REQUISITOS:
A: Según el fragmento, ¿desde qué ciudad zarpó el MS Disko con los 22 niños inuit?
B: Extraiga del fragmento el pasaje comprendido entre "Por: Andrés Gaudin" y "del Estado danés.", ambos incluidos.
C: Enumere todas las condiciones que, según el fragmento, debían cumplir los niños que sacerdotes y directores de escuela tenían que elegir en sus comunidades.

FRAGMENTO:
------------------------
A 70 años del «eksperimentet»: 22 niños inuit despersonalizados y reorganizados culturalmente

Por: Andrés Gaudin

Tras seis años de la caída del régimen nazi, fueron llevados de Groenlandia a Dinamarca para convertirlos en “líderes de una nueva sociedad”. Las pruebas estuvieron ocultas hasta 1998. Tibias disculpas del Estado danés.

En mayo de 1951 hacía seis años de la caída del régimen nazi, no del nazismo. El tribunal de Nüremberg ya había tomado nota del relato de los genocidas y de sus atrocidades. Las víctimas le contaban al mundo los detalles de la barbarie. Dinamarca, que durante cinco años había estado sometido a las tropas alemanas, conocía de sobra los detalles de lo sufrido. Sin embargo, mañana hará 70 años, el 10 de mayo de 1951 empezó a escribir su capítulo nazi. Era jueves, cuando el MS Disko –buque insignia de la flota de cruceros danesa que hasta hoy hace la travesía entre Copenhague y Groenlandia, la isla helada del noreste atlántico– zarpaba de Nuuk, la capital isleña, llevándose a 22 niños inuit elegidos para ser actores, víctimas, de un siniestro “experimento social”.

La corona danesa se había planteado despersonalizar y reorganizar psíquica y culturalmente a esos niños destinados a volver hablando un nuevo idioma, olvidando el propio y el de sus padres, y a sus padres también. Así se convertirían en líderes de una nueva sociedad, “ejemplo y puente en el encuentro de dos culturas”, adelantándose en el uso del eslogan que, en tiempos del Quinto Centenario, reeditó otra corona, la española, para ponerle un nombre épico al genocidio americano. Para delinear y montar el aparato que destruiría la identidad de los 22 elegidos, el reino contó con los servicios y el prestigio internacional de Save the Children, una entidad que, según proclama en su web, trabaja “para que millones de niños tengan la oportunidad de ser lo que quieren ser hoy, y de soñar con lo que serán mañana”.

Sacerdotes y directores de escuela recibieron el pedido de elegir en sus comunidades a los niños más inteligentes, que tuvieran entre seis y diez años e integraran familias de estratos culturales bajos. Agentes danesas introducidos por los curas harían el resto: la tarea de seducción para que los padres entregaran a sus hijos. Para ello contaban con los buenos oficios de otra entidad cargada de laureles, la Cruz Roja, “la red humanitaria más extendida del mundo, orientada a que los sectores vulnerables tengan acceso a fuentes de bienestar, seguridad e igualdad de oportunidades”. Cuando el Disko llegó a Dinamarca al atardecer del 21 de mayo, allí estaba, en la calma de la bahía de Copenhague, la tierna efigie de La Sirenita, la creación de Hans Christian Andersen. Pero nadie les habló ni de ella ni de él.
------------------------
Entradas de datos almacenadas:
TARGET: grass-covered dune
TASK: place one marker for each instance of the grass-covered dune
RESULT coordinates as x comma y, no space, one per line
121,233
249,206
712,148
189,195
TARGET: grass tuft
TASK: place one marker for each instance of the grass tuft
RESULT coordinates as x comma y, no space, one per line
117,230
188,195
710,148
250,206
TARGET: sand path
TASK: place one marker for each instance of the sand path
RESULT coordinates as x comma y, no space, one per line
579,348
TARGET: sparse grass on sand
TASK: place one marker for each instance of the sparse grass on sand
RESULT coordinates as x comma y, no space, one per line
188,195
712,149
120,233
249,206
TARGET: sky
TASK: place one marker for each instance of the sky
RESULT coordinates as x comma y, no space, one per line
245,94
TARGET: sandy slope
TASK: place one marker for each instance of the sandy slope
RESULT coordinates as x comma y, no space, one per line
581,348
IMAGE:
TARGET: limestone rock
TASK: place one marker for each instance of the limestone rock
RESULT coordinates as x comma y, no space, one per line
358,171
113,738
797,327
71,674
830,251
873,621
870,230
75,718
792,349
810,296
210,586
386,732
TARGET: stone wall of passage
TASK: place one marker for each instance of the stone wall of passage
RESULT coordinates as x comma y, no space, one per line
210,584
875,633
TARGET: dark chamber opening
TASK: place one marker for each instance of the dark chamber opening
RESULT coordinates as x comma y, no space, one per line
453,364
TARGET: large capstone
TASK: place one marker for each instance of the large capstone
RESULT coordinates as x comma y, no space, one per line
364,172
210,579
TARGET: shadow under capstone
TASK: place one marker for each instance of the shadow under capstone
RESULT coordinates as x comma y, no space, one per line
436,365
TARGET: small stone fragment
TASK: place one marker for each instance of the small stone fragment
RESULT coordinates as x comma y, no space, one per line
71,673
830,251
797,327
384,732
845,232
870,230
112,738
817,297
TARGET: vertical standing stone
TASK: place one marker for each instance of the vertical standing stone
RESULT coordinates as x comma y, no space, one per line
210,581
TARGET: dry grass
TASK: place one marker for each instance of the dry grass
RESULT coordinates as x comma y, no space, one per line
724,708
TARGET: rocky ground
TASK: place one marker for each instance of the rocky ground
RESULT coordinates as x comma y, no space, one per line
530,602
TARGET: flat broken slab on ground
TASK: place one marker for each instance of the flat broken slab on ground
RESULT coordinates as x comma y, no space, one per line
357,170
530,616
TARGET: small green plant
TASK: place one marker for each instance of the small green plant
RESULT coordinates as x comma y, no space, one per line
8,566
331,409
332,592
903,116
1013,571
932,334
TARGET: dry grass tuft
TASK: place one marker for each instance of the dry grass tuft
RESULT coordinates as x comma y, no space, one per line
------------------------
RESPUESTAS POR TAREA:
A: Desde Nuuk, la capital de la isla.

B:
Por: Andrés Gaudin

Tras seis años de la caída del régimen nazi, fueron llevados de Groenlandia a Dinamarca para convertirlos en “líderes de una nueva sociedad”. Las pruebas estuvieron ocultas hasta 1998. Tibias disculpas del Estado danés.

C:
- Ser de los niños más inteligentes.
- Tener entre seis y diez años.
- Pertenecer a familias de estratos culturales bajos.